**TASK PROMPT:**
Every entry that follows should be repeated exactly; drop the images.

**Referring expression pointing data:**
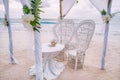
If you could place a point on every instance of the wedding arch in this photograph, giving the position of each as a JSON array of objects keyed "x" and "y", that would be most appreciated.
[{"x": 105, "y": 11}]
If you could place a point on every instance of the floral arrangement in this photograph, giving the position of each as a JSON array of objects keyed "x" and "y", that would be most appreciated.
[
  {"x": 106, "y": 18},
  {"x": 31, "y": 17}
]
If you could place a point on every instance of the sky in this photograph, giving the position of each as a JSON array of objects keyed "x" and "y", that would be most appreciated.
[{"x": 83, "y": 9}]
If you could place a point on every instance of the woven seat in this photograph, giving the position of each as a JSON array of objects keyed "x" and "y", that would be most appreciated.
[
  {"x": 64, "y": 32},
  {"x": 83, "y": 35}
]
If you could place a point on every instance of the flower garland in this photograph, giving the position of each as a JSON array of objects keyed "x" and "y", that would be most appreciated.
[
  {"x": 31, "y": 17},
  {"x": 106, "y": 18}
]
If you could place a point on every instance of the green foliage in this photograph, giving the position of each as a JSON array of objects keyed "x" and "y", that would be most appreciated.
[
  {"x": 26, "y": 9},
  {"x": 35, "y": 10},
  {"x": 103, "y": 12}
]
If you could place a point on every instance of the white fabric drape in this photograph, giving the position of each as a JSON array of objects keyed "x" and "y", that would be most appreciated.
[
  {"x": 6, "y": 6},
  {"x": 100, "y": 4},
  {"x": 23, "y": 2},
  {"x": 106, "y": 5},
  {"x": 66, "y": 6},
  {"x": 38, "y": 53}
]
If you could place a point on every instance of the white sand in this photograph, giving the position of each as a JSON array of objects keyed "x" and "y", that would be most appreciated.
[{"x": 23, "y": 43}]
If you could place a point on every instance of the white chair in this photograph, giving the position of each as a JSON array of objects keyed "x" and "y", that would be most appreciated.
[
  {"x": 64, "y": 32},
  {"x": 83, "y": 35}
]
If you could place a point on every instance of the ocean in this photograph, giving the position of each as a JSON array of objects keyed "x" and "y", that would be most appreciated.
[{"x": 48, "y": 24}]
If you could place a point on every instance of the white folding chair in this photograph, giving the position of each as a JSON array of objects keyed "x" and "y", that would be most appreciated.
[
  {"x": 64, "y": 32},
  {"x": 83, "y": 35}
]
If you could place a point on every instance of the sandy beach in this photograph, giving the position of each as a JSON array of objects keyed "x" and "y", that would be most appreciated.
[{"x": 23, "y": 50}]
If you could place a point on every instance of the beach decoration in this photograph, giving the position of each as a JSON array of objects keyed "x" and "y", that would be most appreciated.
[
  {"x": 31, "y": 16},
  {"x": 7, "y": 23},
  {"x": 106, "y": 18},
  {"x": 31, "y": 19},
  {"x": 105, "y": 10}
]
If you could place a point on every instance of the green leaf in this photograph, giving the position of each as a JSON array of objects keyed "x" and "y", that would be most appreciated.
[
  {"x": 26, "y": 9},
  {"x": 35, "y": 29}
]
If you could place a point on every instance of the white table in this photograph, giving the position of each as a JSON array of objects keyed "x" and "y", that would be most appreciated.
[{"x": 51, "y": 68}]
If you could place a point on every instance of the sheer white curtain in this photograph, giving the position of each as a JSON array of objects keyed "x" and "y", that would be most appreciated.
[
  {"x": 100, "y": 5},
  {"x": 37, "y": 52},
  {"x": 6, "y": 6}
]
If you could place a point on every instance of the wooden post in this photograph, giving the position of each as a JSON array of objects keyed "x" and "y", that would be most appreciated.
[{"x": 106, "y": 36}]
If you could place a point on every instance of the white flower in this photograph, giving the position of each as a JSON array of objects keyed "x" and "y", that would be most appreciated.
[
  {"x": 106, "y": 18},
  {"x": 26, "y": 19}
]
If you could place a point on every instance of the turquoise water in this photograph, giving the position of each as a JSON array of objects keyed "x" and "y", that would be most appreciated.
[{"x": 48, "y": 24}]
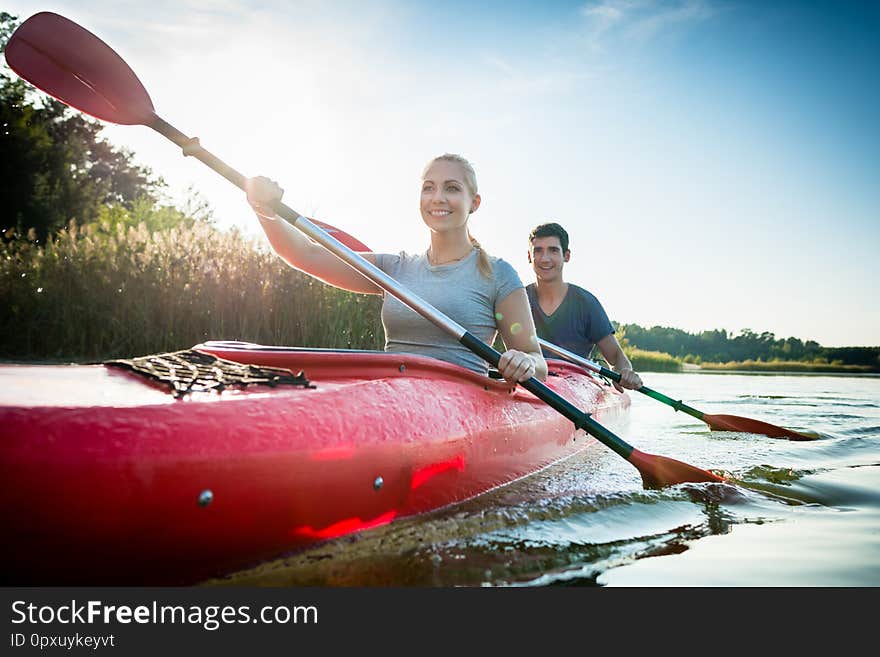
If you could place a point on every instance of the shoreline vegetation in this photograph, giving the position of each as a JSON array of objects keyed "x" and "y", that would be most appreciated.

**SOLUTION TO THIS EXERCISE:**
If you could place a point on every instance of the wedding arch in this photograph, giving the position of each as a JSON array of objects keyed "x" and "y", that would be most appreciated.
[{"x": 105, "y": 11}]
If you could place a point on every instance of the floral arrangement in this photograph, giving the position of each as a JSON array of objects keyed "x" and "y", that would be most appreciated.
[
  {"x": 106, "y": 18},
  {"x": 31, "y": 17}
]
If you could place a point on every instance of the sky in this photograph, giving the position of each as a JSON array of objects keyed "x" and "y", that would be most appreciated.
[{"x": 83, "y": 9}]
If you could place a point on every instance of the woven seat in this photograph, giving the position of each as a JSON array of objects keyed "x" and "y", that would be most appreciated.
[
  {"x": 64, "y": 32},
  {"x": 83, "y": 35}
]
If you could place a point on every instance of the flower garland in this photograph, giving the position of each as a JSON array of objects keyed "x" and "y", that would be most appreciated.
[
  {"x": 31, "y": 17},
  {"x": 106, "y": 18}
]
If you could place a point on every instance of the green foliage in this photograph, giving the position of each as a JSON array of objects keyed "x" and "y", that would be most appreciated.
[
  {"x": 26, "y": 9},
  {"x": 35, "y": 10},
  {"x": 103, "y": 12}
]
If you could place a point on every instance of the white fabric drape in this photograph, giving the position of each as a JSON array of objects keyed "x" and "y", that would be most appreciated.
[
  {"x": 6, "y": 6},
  {"x": 100, "y": 4},
  {"x": 23, "y": 2},
  {"x": 106, "y": 5},
  {"x": 66, "y": 6},
  {"x": 38, "y": 53}
]
If you could place a point on every instance of the white sand in this photograph, giving the position of each as a JSON array of objects keyed "x" and "y", that would be most appreciated.
[{"x": 23, "y": 43}]
If you could place a point on every instance of the white chair in this photograph, giving the position of each as a JSON array of objects keyed "x" and "y", that would be most appreciated.
[
  {"x": 64, "y": 32},
  {"x": 83, "y": 35}
]
If you could place a point on every instance of the ocean in this photograph, giving the position of each as a JSON array of objects keyed "x" and "y", that would be most appreciated.
[{"x": 48, "y": 24}]
If you could place a point on every instance of the white folding chair in this photograph, giving the position of each as a JSON array of objects keyed "x" and "y", that would be most appreciated.
[
  {"x": 64, "y": 32},
  {"x": 83, "y": 35}
]
If you could place a point on every instance of the sandy beach in this photograph, giving the position of each as a JSON array of objects keyed "x" and "y", that would be most appreciated.
[{"x": 23, "y": 50}]
If you could place a point on every instance of the beach decoration in this photograph, giving the position of each as a JSON array of objects keyed "x" and "y", that would be most appreciated.
[
  {"x": 31, "y": 16},
  {"x": 7, "y": 23},
  {"x": 106, "y": 18},
  {"x": 31, "y": 19},
  {"x": 105, "y": 10}
]
If you could place a point on every instance of the green leaf in this photograph, giving the position of each as a JSON array of objects keyed "x" and "y", that would be most appreciated.
[
  {"x": 26, "y": 9},
  {"x": 35, "y": 29}
]
If you could place a point on every instance of the white table in this photograph, giving the position of each as a JSON array of objects keyed "x" and "y", that would be most appreciated.
[{"x": 51, "y": 68}]
If you could place a point on every instance of the sheer white curtain in this photograph, giving the position of each as a JSON array of objects keyed "x" and "y", that would be most appreciated.
[
  {"x": 100, "y": 5},
  {"x": 37, "y": 52},
  {"x": 6, "y": 6}
]
If you could place a point on every instance of the wooden post in this photograph, giving the position of each as a JSON array of objects keyed "x" and "y", that would be most appreciated.
[{"x": 106, "y": 36}]
If you could place a point on every instance of the white flower in this photograph, giving the position of each as a JSON array of objects keyed "x" and "y", that would be most appreciated.
[
  {"x": 106, "y": 18},
  {"x": 26, "y": 19}
]
If you could place a point on every instance of the turquoise water in this photograph, giving the position of each as a JSON array of objects keyed "x" and "y", that would be most appreciated.
[{"x": 48, "y": 24}]
If you could place a point on every instance of the shoreline vegetation in this photograph, giving the position of each as a JSON array of objects keyed "x" and "y", that would be most appreciated.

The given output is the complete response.